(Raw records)
<<<<

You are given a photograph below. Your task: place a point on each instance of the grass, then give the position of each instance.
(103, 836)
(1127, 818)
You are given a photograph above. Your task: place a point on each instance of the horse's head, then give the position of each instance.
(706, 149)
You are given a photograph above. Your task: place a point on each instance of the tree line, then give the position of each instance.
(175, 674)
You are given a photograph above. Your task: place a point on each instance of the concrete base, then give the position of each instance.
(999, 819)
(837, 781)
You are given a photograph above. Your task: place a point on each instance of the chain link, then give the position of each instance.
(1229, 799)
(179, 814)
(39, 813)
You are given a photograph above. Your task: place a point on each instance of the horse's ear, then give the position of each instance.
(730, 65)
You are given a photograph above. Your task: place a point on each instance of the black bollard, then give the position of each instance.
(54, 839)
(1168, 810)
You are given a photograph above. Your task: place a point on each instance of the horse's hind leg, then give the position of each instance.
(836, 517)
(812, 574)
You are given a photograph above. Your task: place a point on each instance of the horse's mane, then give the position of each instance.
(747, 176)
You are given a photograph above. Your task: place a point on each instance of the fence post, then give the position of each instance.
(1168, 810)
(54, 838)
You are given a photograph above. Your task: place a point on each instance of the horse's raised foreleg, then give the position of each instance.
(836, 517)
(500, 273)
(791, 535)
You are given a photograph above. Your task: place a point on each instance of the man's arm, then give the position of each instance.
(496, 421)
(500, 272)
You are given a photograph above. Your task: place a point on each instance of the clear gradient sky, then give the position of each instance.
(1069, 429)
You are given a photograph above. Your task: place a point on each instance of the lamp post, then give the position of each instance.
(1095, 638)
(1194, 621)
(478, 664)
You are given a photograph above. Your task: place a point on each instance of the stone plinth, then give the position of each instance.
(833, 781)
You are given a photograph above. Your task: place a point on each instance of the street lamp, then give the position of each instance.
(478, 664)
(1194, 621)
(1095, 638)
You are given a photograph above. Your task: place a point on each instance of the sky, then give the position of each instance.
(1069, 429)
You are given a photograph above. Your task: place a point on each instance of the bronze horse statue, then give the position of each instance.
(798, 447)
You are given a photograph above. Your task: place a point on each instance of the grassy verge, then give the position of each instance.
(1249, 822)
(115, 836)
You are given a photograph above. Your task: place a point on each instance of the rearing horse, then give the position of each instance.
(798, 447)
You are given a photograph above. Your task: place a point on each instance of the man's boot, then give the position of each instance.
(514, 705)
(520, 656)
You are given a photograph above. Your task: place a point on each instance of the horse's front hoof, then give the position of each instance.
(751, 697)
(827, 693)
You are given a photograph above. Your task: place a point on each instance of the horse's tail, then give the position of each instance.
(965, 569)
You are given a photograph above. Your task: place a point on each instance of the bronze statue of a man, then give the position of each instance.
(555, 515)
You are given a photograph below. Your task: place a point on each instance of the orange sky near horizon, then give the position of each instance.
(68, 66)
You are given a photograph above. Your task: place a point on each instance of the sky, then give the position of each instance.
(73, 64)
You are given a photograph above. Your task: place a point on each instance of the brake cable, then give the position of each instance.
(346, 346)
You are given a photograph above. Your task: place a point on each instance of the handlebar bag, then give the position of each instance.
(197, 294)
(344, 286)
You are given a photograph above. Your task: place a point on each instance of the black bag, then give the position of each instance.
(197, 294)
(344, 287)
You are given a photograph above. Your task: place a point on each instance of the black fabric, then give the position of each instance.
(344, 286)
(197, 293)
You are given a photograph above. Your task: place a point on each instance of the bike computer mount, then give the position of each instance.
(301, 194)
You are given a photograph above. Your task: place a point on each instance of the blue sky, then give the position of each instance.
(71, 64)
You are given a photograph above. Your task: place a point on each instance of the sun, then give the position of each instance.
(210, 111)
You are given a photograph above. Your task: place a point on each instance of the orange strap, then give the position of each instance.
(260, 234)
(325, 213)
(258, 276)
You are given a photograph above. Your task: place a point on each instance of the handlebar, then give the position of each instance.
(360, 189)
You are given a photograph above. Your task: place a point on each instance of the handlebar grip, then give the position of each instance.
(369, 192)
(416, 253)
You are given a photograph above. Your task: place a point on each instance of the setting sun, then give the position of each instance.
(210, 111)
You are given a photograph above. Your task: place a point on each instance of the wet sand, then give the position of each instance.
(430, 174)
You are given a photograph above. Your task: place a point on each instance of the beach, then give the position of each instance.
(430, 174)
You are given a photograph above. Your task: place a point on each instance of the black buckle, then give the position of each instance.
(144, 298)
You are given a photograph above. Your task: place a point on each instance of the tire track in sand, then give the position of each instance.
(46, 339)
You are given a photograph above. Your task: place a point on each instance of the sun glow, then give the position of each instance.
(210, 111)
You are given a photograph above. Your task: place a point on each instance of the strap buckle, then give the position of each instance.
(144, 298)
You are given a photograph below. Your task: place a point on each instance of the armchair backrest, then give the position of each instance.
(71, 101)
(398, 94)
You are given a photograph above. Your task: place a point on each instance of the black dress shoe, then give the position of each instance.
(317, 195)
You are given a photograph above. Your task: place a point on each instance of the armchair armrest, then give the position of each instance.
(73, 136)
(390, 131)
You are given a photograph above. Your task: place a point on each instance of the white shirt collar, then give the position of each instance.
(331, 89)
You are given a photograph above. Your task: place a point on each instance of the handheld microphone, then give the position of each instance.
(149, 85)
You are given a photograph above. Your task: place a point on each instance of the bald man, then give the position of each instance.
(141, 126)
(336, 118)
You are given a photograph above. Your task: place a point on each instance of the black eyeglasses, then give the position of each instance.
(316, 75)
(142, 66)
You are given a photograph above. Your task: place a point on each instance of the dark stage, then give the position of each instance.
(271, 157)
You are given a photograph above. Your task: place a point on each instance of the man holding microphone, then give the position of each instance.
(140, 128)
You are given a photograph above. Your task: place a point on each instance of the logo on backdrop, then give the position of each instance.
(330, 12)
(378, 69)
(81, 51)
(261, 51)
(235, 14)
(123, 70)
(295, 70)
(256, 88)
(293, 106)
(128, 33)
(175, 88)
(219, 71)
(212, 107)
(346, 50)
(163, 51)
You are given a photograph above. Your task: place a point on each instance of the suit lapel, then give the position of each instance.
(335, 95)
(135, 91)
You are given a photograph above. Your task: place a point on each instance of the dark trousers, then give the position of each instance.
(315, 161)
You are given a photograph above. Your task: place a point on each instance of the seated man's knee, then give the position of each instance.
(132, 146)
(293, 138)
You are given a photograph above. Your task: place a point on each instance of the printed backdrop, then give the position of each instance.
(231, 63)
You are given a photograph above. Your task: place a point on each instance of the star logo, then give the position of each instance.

>>>>

### TASK DESCRIPTION
Without omitting anything, output the entries exactly.

### RESULT FOR THIS TASK
You are given a photograph below. Your task: place a point on each instance of the grass, then give the position of each instance.
(103, 836)
(1127, 818)
You are given a photograph above. Your task: place a point on each instance of the horse's head, then give the position of each instance.
(706, 149)
You are given a photograph above. Your task: place a point on each instance of the tree line, then give the position of each instance.
(175, 674)
You are given a photograph above. Your task: place a point on each instance of the concrete base, then give the position of each instance.
(999, 819)
(837, 781)
You are given a photograph above. Your task: place a point on each instance of the chain link, then give the position of each instance.
(1229, 799)
(179, 814)
(39, 813)
You are given a photograph above. Your task: place a point on each instance of the horse's ear, then give the position of each instance.
(730, 65)
You are given a photograph above. Your task: place a point on each instance of the black bollard, then give the position of each instance.
(54, 839)
(1168, 810)
You are given a photograph above. Your task: place a point on each instance of the horse's hind leg, then give the position of each instance.
(836, 517)
(812, 574)
You are given a photograph above. Your task: place a point on each instance of the horse's mane, then give the position of each instance.
(747, 176)
You are given a photograph above. Your task: place a point on each instance of the fence post, then give the position of each instance.
(1168, 810)
(54, 838)
You are given a photograph above. Your task: place a point on each instance of the horse's raised foreleg, then give the position of each instance.
(836, 517)
(500, 273)
(791, 535)
You are given a photograph above. Your task: place a point on each instance of the man's arm, then give the position of each instance.
(496, 421)
(500, 272)
You are given a photograph above. Your task: place a point on each instance of the clear gradient sky, then give the position of each instance.
(1069, 429)
You are given a photograph above. Your task: place a point on each instance of the lamp post, then give the position of each instance.
(1095, 638)
(1194, 621)
(478, 664)
You are given a photograph above. Your task: place a point on each instance of the stone plinth, then give the position of each instance.
(833, 781)
You are given a photograph above. Your task: place a point on each instance of the street lamp, then give the position of each instance.
(478, 664)
(1194, 621)
(1095, 638)
You are given a photograph above. Your task: place a point on each instance of the sky, then give the position of each instance.
(1069, 429)
You are given a photograph above. Your task: place a point on each instance of the bronze horse statue, then give the position of each instance.
(798, 447)
You are given a photograph above. Your task: place a point on each instance of the grassy verge, then give the position of each instance.
(1249, 822)
(115, 836)
You are given a photograph above. Your task: place a point on each instance of the rearing horse, then give the position of each instance.
(798, 447)
You are given a photograph above. Your task: place a point on each instance of the man's boot, then give the position of each instance.
(514, 705)
(520, 656)
You are given a photograph above. Your task: place a point on each instance of the horse's front hoof, then give the position of each instance.
(751, 697)
(827, 693)
You are given a photograph above. Your task: place a point on each instance of the horse's tail, then give the position of each instance.
(965, 569)
You are given a photograph above. Your task: place a point on each instance of the bronze statue of a man, then give the position of each instance.
(555, 515)
You are given a photograph below. Your task: place a point on each instance of the orange sky near horizon, then give the position of each instance.
(68, 66)
You are given a photograph above. Your task: place a point on each instance of the sky, then give the position of each instance.
(73, 64)
You are given a photograph above. Your task: place a point on each instance of the brake cable, then give the position of each instance.
(346, 346)
You are given a photograph above. Your task: place a point on each instance of the handlebar bag, then give the position of each instance.
(197, 294)
(344, 286)
You are given a photograph above. Your task: place a point on each instance of the black bag, then give the position of each instance.
(197, 294)
(344, 287)
You are given a photograph above. Your task: place a point on each instance of the black fabric, then give the position of each instance.
(344, 286)
(197, 293)
You are given a photograph above. Your task: place a point on each instance of the bike computer mount, then give the position of each instance.
(301, 194)
You are given a photograph above. Your task: place a point on each instance of the blue sky, then give the position of each instance.
(71, 64)
You are given a photograph above. Your task: place a point on each instance of the sun, then give the position of each instance.
(210, 111)
You are given a photograph above. Your task: place a point on each instance of the orange strap, then give the position of each instance.
(260, 234)
(325, 213)
(258, 276)
You are given a photograph above. Your task: place a point on each instance of the handlebar, then give the position of each instance.
(360, 189)
You are given a photograph above. Your task: place a point on each instance of the handlebar grip, then give the position of each instance.
(369, 192)
(416, 253)
You are given a photograph above. Your task: place a point on each instance of the setting sun, then give the position of each instance.
(210, 111)
You are given a photograph above. Your task: place a point on each instance of the wet sand, then give the position of each instance.
(430, 174)
You are given a photograph above. Your task: place a point on each instance of the beach, then give the position of each instance.
(430, 174)
You are given a photograph above. Your task: place a point on each instance of the black buckle, then give the position of each instance.
(144, 298)
You are given a photograph above. Your task: place a point on each instance of the tire track in sand, then give the position of each instance.
(46, 339)
You are given a photograph above. Your task: place a point on each instance of the sun glow, then give the position of each instance.
(210, 111)
You are given a photograph above. Your task: place a point on each instance of the strap buckle, then give the position of each instance.
(144, 298)
You are given a photograph below. Your task: place a point on each instance of the armchair backrest, then give the position of each instance.
(71, 101)
(398, 94)
You are given a photograph above. Your task: place a point on each instance of the black dress shoe, then give the position of each instance.
(317, 195)
You are given a photograph above. Your task: place a point on each instance of the armchair armrest, then give the position of each instance.
(73, 136)
(390, 131)
You are given a photograph above. Your task: place a point on each instance of the white shirt collar, then give the position of each instance.
(331, 89)
You are given a photograph above. Your task: place a point on each instance of the handheld microphone, then give the position of each instance.
(149, 85)
You are given a photograph above. Your task: place a point on each instance of the bald man, then give the position of each instance.
(141, 126)
(336, 118)
You are given a photograph above. Your task: place a point on each instance of the black eyeglasses, then give the position of each instance.
(316, 75)
(142, 66)
You are given a photograph above. Your task: place a point on each instance of the dark stage, then give the position of each instance.
(271, 157)
You are given a photograph above. Your task: place a point on each instance of the man holding microphone, then give the position of each instance.
(140, 128)
You are given a photograph above. Your task: place a point on each instance of the logo on backdrop, then give the position of each instance.
(330, 12)
(378, 69)
(81, 51)
(261, 51)
(235, 14)
(123, 70)
(295, 70)
(256, 88)
(293, 106)
(128, 33)
(175, 88)
(219, 71)
(212, 107)
(346, 50)
(163, 51)
You are given a photograph above. Your task: place a point on each instance of the suit lapel, then give the position of each instance.
(335, 95)
(135, 91)
You are given a photograph above. Your task: place a point on each instance of the dark trousers, then give the position of each instance.
(315, 161)
You are given a photograph above. Your task: place a point on each instance of the seated man's knee, then give the position of each instance.
(132, 146)
(293, 138)
You are given a photograph above. Your task: place a point on each instance of the printed backdrop, then give the position of each instance.
(231, 63)
You are given a photograph above. Your task: place a point on each instance of the star logo, then give the position of each instance.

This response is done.